__PASSAGE PROVIDED__
»»
September 11 Digital Archive

lc_story233.xml

Title

lc_story233.xml

Source

born-digital

Media Type

story

Created by Author

yes

Described by Author

no

Date Entered

2004-01-10

LC Story: Story

NO ORDINARY TUESDAY

For years to come we will play the game, Where were you when . . .

Where were you when the planes hit?

written on it. All the details of that day. You pull Its strange what you remember. The tragic events of that day have been burned into our minds. You remember everything about that day. Now I have a reference. I have that file card in your head with all the details on it, I look at it and say, I remember where I was, and who I was with and what I was doing.

I remember that day.

Every thought, sight and smell. I remember crying in the kitchen while my son watched cartoons. I was so worried that he would see me, and force me to explain what was happening.
««
__WHAT YOU NEED TO DO__
1. How would you rewrite the paragraph beginning "Every thought, sight and smell" in the September 11 story as one shorter sentence that keeps its main facts?
2. In the September 11 archive record, what are the six fields from Title through Date Entered, and what value is given for each?
3. Continue the personal story about September 11 from its last sentence.

__DATA EXTRACT__
»»
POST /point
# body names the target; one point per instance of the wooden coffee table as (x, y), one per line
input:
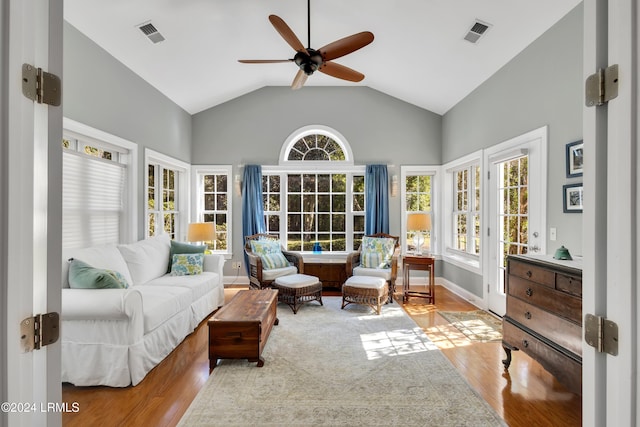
««
__RESULTS IN ORDER__
1. The writer remembers every sensation of that day, including crying in the kitchen while their son watched cartoons, and fearing he would notice and need an explanation.

2.
- Title: lc_story233.xml
- Source: born-digital
- Media Type: story
- Created by Author: yes
- Described by Author: no
- Date Entered: 2004-01-10

3.
I remember frantic calls to my wife. The fear in her voice. Her asking me about explosions in the city, The Capitol, the State Department. News reports told of explosions around the city. She said that she had actually heard the plane crash into The Pentagon. Her building was being evacuated. Thousands of people forced into the streets. She did not have her cell phone. And then nothing. No contact at all with her for five hours.

I remember calling my old partner, asking him what he knew, asking him what I should do about my wife. I remember the catch in his voice. The hesitation, that told me all I needed to know. She should leave now. Leave the city as quickly as possible. Get her out of there.

I watched it live, then the replay over and over again. My son sat upstairs glued to his PBS shows while I watched in horror the deaths of thousands of people on live TV.

The calls started. Concerned friends and family reaching out. Looking for something, anything to hope them, cope. Are you all right? Wheres Renee? Have you talked to her? The point came when I refused to talk to them. I have to keep the line open, I told them. No calls, no questions. Let me deal with this, let me find her.

My son sat content. Food and drink were brought to him. I didnt want him to move, for fear of him seeing the video footage, asking questions why his father was crying.

After awhile work called. All officers were being called into duty. Being direct and to the point I told them that when my wife got home safe, I would come to work.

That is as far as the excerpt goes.